● Data
[Start of section]

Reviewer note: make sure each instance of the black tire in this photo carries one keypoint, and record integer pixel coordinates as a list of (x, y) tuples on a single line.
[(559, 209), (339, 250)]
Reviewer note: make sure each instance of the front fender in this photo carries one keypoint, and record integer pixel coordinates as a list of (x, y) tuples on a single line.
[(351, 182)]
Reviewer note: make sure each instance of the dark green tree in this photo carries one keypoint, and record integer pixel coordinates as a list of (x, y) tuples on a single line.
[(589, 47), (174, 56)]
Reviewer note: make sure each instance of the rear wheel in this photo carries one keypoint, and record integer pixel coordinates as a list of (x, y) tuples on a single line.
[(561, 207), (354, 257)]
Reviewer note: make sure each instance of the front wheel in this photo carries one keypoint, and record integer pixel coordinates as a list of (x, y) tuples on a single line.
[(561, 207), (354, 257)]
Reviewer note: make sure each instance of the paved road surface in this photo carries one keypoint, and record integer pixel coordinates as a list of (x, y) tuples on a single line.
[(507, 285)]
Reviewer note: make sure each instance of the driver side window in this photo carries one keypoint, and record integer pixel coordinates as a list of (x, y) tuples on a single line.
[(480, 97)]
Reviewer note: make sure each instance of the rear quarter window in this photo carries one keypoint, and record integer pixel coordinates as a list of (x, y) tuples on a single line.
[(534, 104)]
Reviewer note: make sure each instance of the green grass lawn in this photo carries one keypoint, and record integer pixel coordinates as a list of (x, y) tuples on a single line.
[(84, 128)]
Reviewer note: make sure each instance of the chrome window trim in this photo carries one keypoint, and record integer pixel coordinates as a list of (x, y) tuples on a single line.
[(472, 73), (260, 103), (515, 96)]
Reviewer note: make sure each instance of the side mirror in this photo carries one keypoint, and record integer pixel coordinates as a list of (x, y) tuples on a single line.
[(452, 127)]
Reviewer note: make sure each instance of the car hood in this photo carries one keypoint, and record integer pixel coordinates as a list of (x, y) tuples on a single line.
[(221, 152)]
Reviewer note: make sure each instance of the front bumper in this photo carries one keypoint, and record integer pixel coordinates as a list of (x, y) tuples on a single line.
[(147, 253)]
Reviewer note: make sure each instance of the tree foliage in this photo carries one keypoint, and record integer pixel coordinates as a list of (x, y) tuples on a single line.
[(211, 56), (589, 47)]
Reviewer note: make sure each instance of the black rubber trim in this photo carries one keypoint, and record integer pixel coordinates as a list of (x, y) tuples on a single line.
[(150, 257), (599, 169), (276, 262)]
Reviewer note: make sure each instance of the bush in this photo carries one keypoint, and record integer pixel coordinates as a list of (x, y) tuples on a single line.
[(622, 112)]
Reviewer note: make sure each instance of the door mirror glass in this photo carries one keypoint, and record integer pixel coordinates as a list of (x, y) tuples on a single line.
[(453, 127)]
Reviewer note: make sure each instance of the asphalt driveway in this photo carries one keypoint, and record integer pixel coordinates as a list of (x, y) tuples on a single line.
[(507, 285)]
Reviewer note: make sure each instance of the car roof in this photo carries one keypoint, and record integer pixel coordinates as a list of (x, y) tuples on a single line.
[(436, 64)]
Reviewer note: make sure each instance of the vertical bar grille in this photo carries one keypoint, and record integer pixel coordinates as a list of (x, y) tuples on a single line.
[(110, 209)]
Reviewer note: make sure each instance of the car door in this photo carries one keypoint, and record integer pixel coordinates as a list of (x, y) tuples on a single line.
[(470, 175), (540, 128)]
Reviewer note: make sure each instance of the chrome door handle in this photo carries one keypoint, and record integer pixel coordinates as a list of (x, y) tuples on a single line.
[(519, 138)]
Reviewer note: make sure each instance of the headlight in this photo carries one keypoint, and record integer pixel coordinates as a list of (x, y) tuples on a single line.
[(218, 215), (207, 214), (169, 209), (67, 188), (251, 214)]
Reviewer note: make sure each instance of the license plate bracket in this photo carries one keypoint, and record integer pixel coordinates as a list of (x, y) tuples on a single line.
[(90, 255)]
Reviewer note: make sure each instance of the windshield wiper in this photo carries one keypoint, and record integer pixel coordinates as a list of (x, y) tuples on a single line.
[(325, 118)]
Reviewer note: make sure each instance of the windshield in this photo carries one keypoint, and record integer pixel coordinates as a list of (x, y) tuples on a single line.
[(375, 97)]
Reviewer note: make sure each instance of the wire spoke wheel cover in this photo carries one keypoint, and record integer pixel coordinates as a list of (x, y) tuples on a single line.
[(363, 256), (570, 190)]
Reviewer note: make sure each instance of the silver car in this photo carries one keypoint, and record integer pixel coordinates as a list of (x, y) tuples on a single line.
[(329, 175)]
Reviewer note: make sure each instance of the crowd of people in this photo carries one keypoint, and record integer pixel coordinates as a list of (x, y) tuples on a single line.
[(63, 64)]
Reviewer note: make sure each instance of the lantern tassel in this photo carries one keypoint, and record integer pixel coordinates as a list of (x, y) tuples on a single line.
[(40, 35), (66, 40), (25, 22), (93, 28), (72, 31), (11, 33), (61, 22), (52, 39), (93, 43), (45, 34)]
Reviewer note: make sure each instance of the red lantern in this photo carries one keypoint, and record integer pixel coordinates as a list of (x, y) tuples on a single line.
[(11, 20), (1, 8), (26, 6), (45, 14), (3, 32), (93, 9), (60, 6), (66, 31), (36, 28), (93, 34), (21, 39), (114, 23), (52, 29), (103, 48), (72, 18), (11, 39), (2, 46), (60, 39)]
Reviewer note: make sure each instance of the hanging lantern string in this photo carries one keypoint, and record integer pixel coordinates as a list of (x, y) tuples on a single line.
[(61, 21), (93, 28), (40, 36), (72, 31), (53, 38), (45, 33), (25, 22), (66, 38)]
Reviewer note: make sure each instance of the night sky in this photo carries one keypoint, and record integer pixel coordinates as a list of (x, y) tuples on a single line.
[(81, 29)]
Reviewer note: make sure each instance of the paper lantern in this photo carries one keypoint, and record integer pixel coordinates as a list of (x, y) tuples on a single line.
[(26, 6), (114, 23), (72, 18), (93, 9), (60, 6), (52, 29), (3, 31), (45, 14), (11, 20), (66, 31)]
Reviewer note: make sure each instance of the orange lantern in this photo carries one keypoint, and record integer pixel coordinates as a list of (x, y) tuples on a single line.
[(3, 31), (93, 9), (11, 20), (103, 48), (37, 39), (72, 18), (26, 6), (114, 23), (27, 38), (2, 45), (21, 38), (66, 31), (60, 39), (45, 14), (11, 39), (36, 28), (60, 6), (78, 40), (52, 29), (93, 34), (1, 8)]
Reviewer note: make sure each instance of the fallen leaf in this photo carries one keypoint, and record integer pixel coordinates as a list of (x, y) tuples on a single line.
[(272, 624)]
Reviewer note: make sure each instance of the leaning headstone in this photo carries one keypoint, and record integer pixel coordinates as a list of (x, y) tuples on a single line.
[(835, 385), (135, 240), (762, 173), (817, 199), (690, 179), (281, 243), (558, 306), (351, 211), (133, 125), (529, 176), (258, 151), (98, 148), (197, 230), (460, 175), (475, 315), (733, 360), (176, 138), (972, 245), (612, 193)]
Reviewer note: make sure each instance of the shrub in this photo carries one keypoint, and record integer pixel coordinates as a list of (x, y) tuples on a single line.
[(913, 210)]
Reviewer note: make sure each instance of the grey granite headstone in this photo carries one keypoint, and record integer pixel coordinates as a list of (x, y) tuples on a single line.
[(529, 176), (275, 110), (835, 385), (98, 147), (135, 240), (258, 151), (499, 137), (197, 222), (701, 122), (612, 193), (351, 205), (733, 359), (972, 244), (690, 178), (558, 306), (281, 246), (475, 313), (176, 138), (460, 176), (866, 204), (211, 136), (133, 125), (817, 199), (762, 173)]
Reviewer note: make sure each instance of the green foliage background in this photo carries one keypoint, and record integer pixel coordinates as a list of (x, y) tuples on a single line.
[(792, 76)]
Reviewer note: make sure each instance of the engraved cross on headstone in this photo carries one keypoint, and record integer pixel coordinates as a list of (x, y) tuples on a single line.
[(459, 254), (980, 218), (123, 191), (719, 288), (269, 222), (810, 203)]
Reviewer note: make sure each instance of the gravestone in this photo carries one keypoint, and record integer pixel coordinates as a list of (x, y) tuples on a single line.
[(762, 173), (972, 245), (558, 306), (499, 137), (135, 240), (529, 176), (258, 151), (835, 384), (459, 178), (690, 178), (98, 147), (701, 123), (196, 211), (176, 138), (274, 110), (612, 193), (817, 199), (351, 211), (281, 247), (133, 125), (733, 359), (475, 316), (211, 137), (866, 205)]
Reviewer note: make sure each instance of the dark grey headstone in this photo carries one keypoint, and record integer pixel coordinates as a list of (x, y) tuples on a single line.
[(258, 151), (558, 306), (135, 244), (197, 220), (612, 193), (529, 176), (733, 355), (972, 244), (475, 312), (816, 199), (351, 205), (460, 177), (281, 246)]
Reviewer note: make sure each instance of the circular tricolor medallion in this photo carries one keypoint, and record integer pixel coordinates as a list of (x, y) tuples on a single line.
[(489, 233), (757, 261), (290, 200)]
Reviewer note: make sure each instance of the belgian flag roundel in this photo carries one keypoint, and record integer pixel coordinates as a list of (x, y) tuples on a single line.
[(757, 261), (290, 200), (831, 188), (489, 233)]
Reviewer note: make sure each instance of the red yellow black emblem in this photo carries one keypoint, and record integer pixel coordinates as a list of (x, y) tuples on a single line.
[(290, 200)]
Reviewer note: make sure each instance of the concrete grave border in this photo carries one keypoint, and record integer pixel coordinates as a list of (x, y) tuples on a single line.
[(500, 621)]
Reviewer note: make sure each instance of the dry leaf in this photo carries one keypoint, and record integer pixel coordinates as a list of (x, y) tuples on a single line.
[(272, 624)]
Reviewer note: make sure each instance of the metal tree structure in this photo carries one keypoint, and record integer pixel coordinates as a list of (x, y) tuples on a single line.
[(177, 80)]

[End of section]

● Instructions to follow
From the line holding "Reviewer note: make sure each instance of the dry" through the last line above, reproduce each line exactly and add nothing.

● Result of the exercise
Reviewer note: make sure each instance of the dry leaf in this photo carries one keypoint, and record integer pixel coordinates as a list of (x, y) tuples on a single line.
[(272, 624)]
Reviewer note: make sure each instance of the metal tree structure in this photo carries one keypoint, and record integer pixel coordinates as a list of (x, y) tuples on a single line.
[(177, 80)]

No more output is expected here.